WRITTEN TASK> Write the next part of the LSF documentation page on resource requirement strings, picking up after its last line.

Resource requirement strings

Most LSF commands accept a -R res_req argument to specify resource requirements. A resource requirement string describes the resources that a job needs. The exact behavior depends on the command. LSF uses resource requirements to select hosts for remote execution and job execution. Resource requirement strings can be simple (applying to the entire job) or compound (applying to the specified number of slots).

For example, specifying a resource requirement for the lsload command displays the load levels for all hosts that have the requested resources. Specifying resource requirements for the lsrun command causes LSF to select the best host out of the set of hosts that have the requested resources.

Resource requirement string sections

The section names for resource requirement strings are select, order, rusage, span, same, cu, and affinity. Sections that do not apply for a command are ignored.

A selection section (select). The selection section specifies the criteria for selecting hosts from the system.
An ordering section (order). The ordering section indicates how the hosts that meet the selection criteria is sorted.
A resource usage section (rusage). The resource usage section specifies the expected resource consumption of the task.
A job spanning section (span). The job spanning section indicates whether a parallel batch job can span across multiple hosts.

DATA ENTRIES>
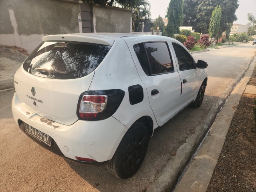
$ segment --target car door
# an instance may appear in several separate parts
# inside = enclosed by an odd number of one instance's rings
[[[199,72],[197,68],[194,68],[194,60],[187,51],[177,43],[173,42],[172,44],[182,85],[177,108],[179,112],[195,99],[198,90]]]
[[[143,70],[138,70],[147,88],[150,106],[161,126],[175,115],[181,85],[166,42],[149,42],[133,46]],[[135,61],[136,62],[136,61]]]

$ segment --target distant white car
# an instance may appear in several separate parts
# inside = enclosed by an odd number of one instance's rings
[[[131,177],[154,130],[203,101],[208,64],[173,38],[95,33],[42,40],[15,74],[12,113],[28,136],[68,160],[105,163],[117,177]]]

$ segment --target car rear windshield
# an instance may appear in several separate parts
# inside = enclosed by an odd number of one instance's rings
[[[23,64],[28,72],[58,79],[84,77],[96,68],[111,46],[78,42],[43,42]]]

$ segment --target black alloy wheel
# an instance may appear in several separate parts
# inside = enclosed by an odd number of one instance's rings
[[[111,174],[121,179],[133,175],[145,157],[149,136],[144,124],[135,122],[121,140],[107,168]]]
[[[200,87],[200,89],[199,89],[199,90],[198,93],[196,100],[191,104],[192,106],[194,107],[199,107],[201,106],[204,100],[206,87],[206,85],[205,83],[204,82],[201,86],[201,87]]]

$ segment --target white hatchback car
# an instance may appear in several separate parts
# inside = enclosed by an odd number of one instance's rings
[[[22,131],[66,159],[105,163],[128,178],[154,130],[203,101],[207,64],[173,38],[95,33],[42,40],[15,74],[12,113]]]

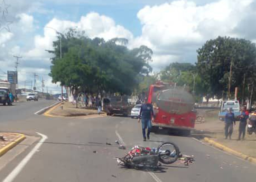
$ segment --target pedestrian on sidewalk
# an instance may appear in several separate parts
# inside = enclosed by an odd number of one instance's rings
[[[242,140],[244,139],[245,135],[245,128],[247,124],[247,119],[249,117],[248,112],[246,111],[246,108],[242,106],[241,108],[241,114],[239,116],[240,123],[239,123],[239,134],[237,140],[241,139],[241,135],[242,134]]]
[[[232,112],[231,108],[227,109],[228,111],[225,115],[225,139],[228,136],[231,139],[231,136],[233,132],[233,123],[236,125],[235,115]]]
[[[100,97],[96,98],[96,104],[98,108],[98,114],[99,115],[101,111],[101,99]]]
[[[140,113],[139,115],[138,122],[139,123],[141,119],[142,127],[142,135],[143,141],[146,141],[146,128],[147,128],[147,139],[149,140],[150,131],[151,130],[151,121],[154,121],[154,111],[153,106],[151,103],[147,103],[145,98],[144,103],[140,106]]]

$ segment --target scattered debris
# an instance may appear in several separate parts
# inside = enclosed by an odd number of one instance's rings
[[[5,136],[4,136],[3,135],[0,135],[0,139],[1,140],[4,142],[8,141],[8,140],[7,139],[7,138],[6,137],[5,137]]]
[[[120,145],[120,146],[118,147],[118,149],[123,149],[123,150],[125,150],[126,149],[126,147],[123,145]]]

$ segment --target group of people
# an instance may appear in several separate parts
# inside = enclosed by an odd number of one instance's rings
[[[102,100],[100,96],[89,96],[86,95],[84,97],[84,99],[86,107],[90,107],[93,109],[97,109],[98,113],[99,114],[102,109]],[[89,104],[90,100],[91,104]]]
[[[225,139],[227,139],[228,137],[231,139],[231,136],[233,132],[233,125],[236,125],[236,118],[231,108],[228,109],[228,112],[225,116]],[[237,140],[244,139],[245,135],[245,130],[247,119],[249,118],[249,112],[246,110],[246,108],[243,106],[241,108],[241,113],[239,116],[239,128],[238,129],[238,137]]]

OUTPUT OF THE EXERCISE>
A same resource section (same). The same section indicates that all processes of a parallel job must run on the same type of host.
A compute unit resource section (cu). The cu section specifies how a job is placed compared to the underlying network architecture.
An affinity resource section (affinity). The affinity section specifies how a job is be placed compared to CPU and memory affinity on NUMA hosts.

Which sections apply

Depending on the command, one or more of the resource requirement string sections might apply.

The bsub command uses all sections.
The brsvadd command uses the information in the select and same sections to select an appropriate host for an advance reservation.
The lshosts command selects hosts, but does not order them.
The lsload command selects and orders hosts.
The lsloadadj command uses the rusage section to determine how the load information is adjusted on a host.
The lsplace command uses the information in the select, order, and rusage sections to select an appropriate host for a task.

Simple syntax

select[selection_string] order[order_string] rusage[usage_string [, usage_string]
[|| usage_string] ...] span[span_string] same[same_string] cu[cu_string] affinity[affinity_string]

With the bsub and bmod commands, and only with these commands, you can specify multiple -R order, same, rusage, and select sections. The bmod command does not support the use of the || operator.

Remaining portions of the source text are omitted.